**Texto de la página**
Su importancia está más allá de cientos de individuos indiferentes: debe ser una desobediencia masiva con consciencia de su rebeldía.
Plantear abstenerse de votar en una sociedad tan conservadora como la nuestra conlleva varios elementos de reflexión. El primero —y que comúnmente se mal interpreta— es no comprender que el abstencionismo por sí mismo no es una postura política válida: es creer que es simple indiferencia. No participar en las elecciones solamente porque no dieron ganas remite al desconocimiento, desinterés o conformismo. De eso tenemos vasta experiencia en Guatemala, especialmente desde la elección de Jorge Serrano Elías como presidente. Ese no es el abstencionismo que reivindico.
El segundo es que la abstención electoral como proceso creativo implica una reflexión más profunda pero también organización. Es decir, no quedarse sin votar sin aunar los esfuerzos sino hacer una polifonía en rebeldía. El tercero es que, derivado de esa reflexión constante y de formas distintas de aglutinar divergencias, se convierta en una proclama común, si no de mayorías de miles que anuncien públicamente las razones de tal decisión.
En cuarto lugar, que no pierda su carácter democrático en tanto coadyuva a pensarse colectivamente respetando criterios individuales (no individualistas). Como quinto punto, que no sea exclusiva de la coyuntura electoral, es decir, que se proponga como una construcción permanente y no resultante del ambiente electorero promovido por candidatos, partidos, instituciones privadas y públicas, y empresas de información.

**Consigna 1**
En el texto sobre la abstención electoral, ¿por qué no participar en las elecciones solo porque no dieron ganas queda fuera del abstencionismo que se reivindica? Responde en una a tres oraciones.
**Consigna 2**
Traduce al inglés esta oración del texto sobre la abstención electoral: "El segundo es que la abstención electoral como proceso creativo implica una reflexión más profunda pero también organización."
**Consigna 3**
Continúa el texto sobre la abstención electoral a partir de su última oración.

**Contenido del conjunto**
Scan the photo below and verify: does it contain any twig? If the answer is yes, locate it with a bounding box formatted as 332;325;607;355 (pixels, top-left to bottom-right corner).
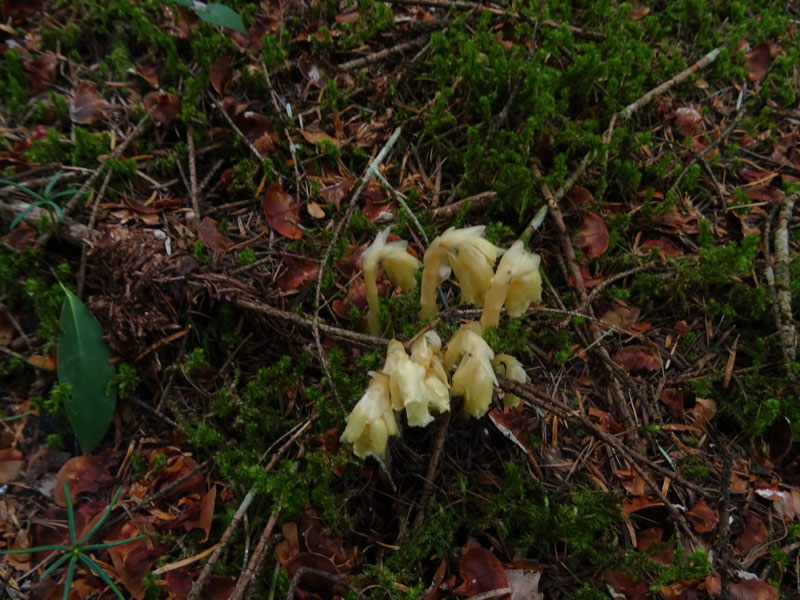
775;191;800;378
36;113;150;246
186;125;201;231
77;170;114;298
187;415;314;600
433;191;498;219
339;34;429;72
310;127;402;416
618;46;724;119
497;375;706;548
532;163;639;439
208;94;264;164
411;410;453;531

--

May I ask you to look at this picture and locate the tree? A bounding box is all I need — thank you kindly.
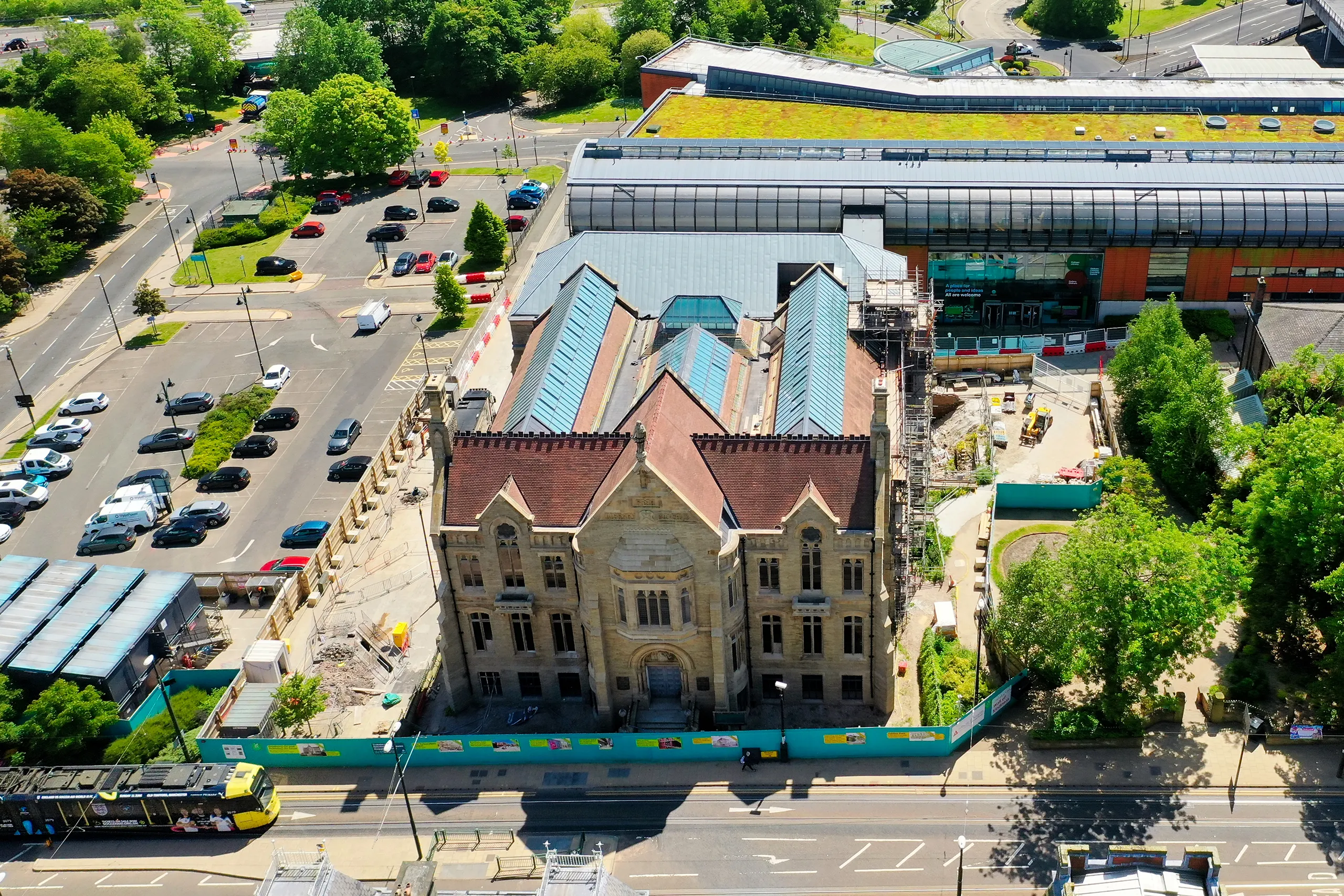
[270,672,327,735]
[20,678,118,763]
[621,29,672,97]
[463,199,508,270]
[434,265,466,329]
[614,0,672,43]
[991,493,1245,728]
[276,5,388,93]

**Respuesta escrita 1**
Porque esa abstención no es una postura política válida, sino simple indiferencia. Según el texto, no votar solamente porque no dieron ganas remite al desconocimiento, el desinterés o el conformismo.

**Respuesta escrita 2**
The second is that electoral abstention as a creative process involves deeper reflection but also organization.

**Respuesta escrita 3**
Estos puntos pueden considerarse antidemocráticos ante los discursos que circulan a diario, sean de Estado, instituciones privadas, empresas de información, analistas o entidades académicas. Muchos de estos últimos afirman que la democracia que tenemos hoy es preferible a las dictaduras militares de varias décadas atrás. Otros, más perversos, omiten ese pasado terrible bajo gobiernos impuestos por el ejército. Se obvia, por ejemplo, que la violencia se manifiesta de diversas maneras, pero que tiene una base histórica y estructural en su razón de ser. Que la transnacionalización de capitales se escuda en evitar la intervención estatal en la economía y dejarle a la mano invisible del mercado el papel regulador de la misma.
A mi entender, no puede hablarse de democracia cuando las causas centrales de acumulación de riqueza en pocas manos, el racismo, la censura a cualquier discurso o acto disonante con el orden y el modelo económico y político, y el debilitamiento del Estado mediante las privatizaciones siguen latentes. No se puede negar la internalización del capital en los sujetos y los consecuentes desastres que causa en las maneras de organizarse socialmente.
Tendríamos que detenernos a pensar en los conceptos que regulan la forma de imaginar la sociedad. En cómo esas definiciones se transpolan desde negociaciones políticas y económicas en altas esferas hacia la práctica cotidiana. Dicho ejercicio es más profundo, creo, que dar por sentado los mecanismos democráticos que nos han vendido y las maneras en que los aprehendemos como verdades divinas. Debemos dejar de percibirlos como preceptos rígidos que no permiten cuestionar lo que tenemos porque, precisamente, para eso están pensados y puestos en las prácticas, símbolos, imágenes y discursos que dan legitimidad a la dominación: las elecciones, por ejemplo.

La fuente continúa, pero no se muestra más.